— Start of Text shown —
Each new wave of computing technology has faced new challenges for language analysis. Early machine languages gave way to high-level programming languages which are automatically parsed and interpreted. Databases are interrogated using linguistic expressions like SELECT age FROM employee. Recently, computing devices have become ubiquitous and are often equipped with multimodal interfaces supporting text, speech, dialogue and pen gestures. One way or another, building new systems for natural linguistic interaction will require sophisticated language analysis.
Today, the greatest challenge for language analysis is presented by the explosion of text and multimedia content on the world-wide web. For many people, a large and growing fraction of work and leisure time is spent navigating and accessing this universe of information. What tourist sites can I visit between Philadelphia and Pittsburgh on a limited budget? What do expert critics say about Canon digital cameras? What predictions about the steel market were made by credible commentators in the past week? At present, humans require skill, knowledge, and some luck, to extract answers to these questions from existing search engines. Getting a computer to answer them automatically would involve a range of language processing tasks, including information extraction, inference, and summarisation. The scale of such tasks often calls for high-performance computing.
As we have seen, natural language processing, or NLP, is important for scientific, economic, social, and cultural reasons. NLP is experiencing rapid growth as its theories and methods are deployed in a variety of new language technologies. For this reason it is important for a wide range of people to have a working knowledge of NLP. Within academia, this includes people in areas from humanities computing and corpus linguistics through to computer science and artificial intelligence. Within industry, this includes people in human-computer interaction, business information analysis, and web software development. We hope that you, a member of this diverse audience reading these materials, will come to appreciate the workings of this rapidly growing field of NLP and will apply its techniques in the solution of real-world problems. The following chapters present a carefully-balanced selection of theoretical foundations and practical application, and equips readers to work with large datasets, to create robust models of linguistic phenomena, and to deploy them in working language technologies. By integrating all of this with the Natural Language Toolkit (NLTK), we hope this book opens up the exciting endeavour of practical natural language processing to a broader audience than ever before.
— End of Text shown —
— Start of Records supplied —
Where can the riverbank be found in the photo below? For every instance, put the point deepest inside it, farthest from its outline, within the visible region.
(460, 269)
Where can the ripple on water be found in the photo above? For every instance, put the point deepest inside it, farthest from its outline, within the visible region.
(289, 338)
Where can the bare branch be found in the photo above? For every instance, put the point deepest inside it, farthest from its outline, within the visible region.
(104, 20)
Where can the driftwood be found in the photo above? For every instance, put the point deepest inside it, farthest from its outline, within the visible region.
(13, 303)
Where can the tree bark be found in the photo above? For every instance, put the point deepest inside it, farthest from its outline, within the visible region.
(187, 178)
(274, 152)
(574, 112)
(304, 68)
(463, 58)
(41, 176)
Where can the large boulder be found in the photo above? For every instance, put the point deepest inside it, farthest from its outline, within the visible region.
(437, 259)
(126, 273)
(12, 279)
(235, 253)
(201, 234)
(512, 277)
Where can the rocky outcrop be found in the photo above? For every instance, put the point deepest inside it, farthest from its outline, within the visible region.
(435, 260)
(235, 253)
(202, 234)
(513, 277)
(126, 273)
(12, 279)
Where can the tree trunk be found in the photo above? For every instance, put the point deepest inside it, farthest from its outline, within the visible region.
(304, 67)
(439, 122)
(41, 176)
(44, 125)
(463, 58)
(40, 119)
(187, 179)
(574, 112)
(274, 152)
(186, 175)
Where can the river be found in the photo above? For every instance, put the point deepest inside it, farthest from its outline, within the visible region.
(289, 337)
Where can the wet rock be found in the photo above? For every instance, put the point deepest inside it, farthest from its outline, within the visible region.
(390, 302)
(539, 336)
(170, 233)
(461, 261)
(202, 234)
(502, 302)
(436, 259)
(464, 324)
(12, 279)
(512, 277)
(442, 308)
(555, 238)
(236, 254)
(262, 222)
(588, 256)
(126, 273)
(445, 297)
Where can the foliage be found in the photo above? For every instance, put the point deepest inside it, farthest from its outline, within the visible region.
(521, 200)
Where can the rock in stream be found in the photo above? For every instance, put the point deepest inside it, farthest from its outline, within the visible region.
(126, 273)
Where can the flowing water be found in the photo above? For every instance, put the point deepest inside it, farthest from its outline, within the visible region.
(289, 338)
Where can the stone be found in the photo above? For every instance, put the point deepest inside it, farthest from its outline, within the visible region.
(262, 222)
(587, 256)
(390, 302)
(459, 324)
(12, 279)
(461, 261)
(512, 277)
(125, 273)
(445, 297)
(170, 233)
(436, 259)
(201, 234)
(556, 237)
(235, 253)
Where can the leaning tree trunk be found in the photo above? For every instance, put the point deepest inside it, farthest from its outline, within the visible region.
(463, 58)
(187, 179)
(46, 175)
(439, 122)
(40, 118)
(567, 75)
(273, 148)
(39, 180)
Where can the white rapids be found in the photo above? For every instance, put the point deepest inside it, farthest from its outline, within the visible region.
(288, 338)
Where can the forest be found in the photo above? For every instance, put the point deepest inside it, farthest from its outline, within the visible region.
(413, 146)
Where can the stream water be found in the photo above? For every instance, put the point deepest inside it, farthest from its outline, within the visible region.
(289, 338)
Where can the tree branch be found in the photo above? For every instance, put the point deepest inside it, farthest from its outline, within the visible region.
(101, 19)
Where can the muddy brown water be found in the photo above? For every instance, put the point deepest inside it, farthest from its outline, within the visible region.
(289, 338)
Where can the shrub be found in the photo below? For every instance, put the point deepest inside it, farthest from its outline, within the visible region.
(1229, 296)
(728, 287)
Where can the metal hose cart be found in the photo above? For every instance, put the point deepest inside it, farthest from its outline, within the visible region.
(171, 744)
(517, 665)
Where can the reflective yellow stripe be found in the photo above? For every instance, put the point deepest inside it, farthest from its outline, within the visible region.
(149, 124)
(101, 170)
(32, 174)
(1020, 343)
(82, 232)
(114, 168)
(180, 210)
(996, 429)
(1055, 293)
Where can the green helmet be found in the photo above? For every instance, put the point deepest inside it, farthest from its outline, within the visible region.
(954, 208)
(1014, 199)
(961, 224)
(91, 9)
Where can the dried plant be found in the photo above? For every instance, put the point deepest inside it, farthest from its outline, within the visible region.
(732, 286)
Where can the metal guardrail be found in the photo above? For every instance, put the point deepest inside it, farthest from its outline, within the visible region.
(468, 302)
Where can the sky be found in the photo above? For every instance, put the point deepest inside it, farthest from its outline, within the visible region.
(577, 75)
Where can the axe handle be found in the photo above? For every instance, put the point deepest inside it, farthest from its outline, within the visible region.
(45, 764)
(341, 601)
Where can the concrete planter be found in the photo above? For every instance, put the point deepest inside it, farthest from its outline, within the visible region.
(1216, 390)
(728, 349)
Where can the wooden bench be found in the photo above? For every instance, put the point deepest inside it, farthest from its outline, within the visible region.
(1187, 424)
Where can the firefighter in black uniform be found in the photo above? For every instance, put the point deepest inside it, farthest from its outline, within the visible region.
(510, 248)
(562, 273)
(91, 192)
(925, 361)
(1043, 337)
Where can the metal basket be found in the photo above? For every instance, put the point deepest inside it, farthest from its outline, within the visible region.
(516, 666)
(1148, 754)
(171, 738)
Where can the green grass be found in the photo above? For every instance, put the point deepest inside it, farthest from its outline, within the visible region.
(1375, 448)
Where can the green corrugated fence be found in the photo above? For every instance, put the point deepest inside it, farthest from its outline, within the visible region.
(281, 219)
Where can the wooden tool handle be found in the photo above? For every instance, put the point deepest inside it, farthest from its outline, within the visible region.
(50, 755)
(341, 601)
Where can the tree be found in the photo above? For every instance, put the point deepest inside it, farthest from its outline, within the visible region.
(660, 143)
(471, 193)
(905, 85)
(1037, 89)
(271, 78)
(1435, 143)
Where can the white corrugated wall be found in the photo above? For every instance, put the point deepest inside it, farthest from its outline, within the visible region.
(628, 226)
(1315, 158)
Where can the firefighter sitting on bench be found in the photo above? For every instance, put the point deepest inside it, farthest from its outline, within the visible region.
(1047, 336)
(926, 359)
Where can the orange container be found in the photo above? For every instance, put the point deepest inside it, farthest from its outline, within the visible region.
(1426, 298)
— End of Records supplied —
• What you need to do:
From the passage on language analysis, reproduce the part that opens with the words containing "Each new wave" and closes with "sophisticated language analysis.", substituting "pervasive" for "ubiquitous".

• Answer to the problem:
Each new wave of computing technology has faced new challenges for language analysis. Early machine languages gave way to high-level programming languages which are automatically parsed and interpreted. Databases are interrogated using linguistic expressions like SELECT age FROM employee. Recently, computing devices have become pervasive and are often equipped with multimodal interfaces supporting text, speech, dialogue and pen gestures. One way or another, building new systems for natural linguistic interaction will require sophisticated language analysis.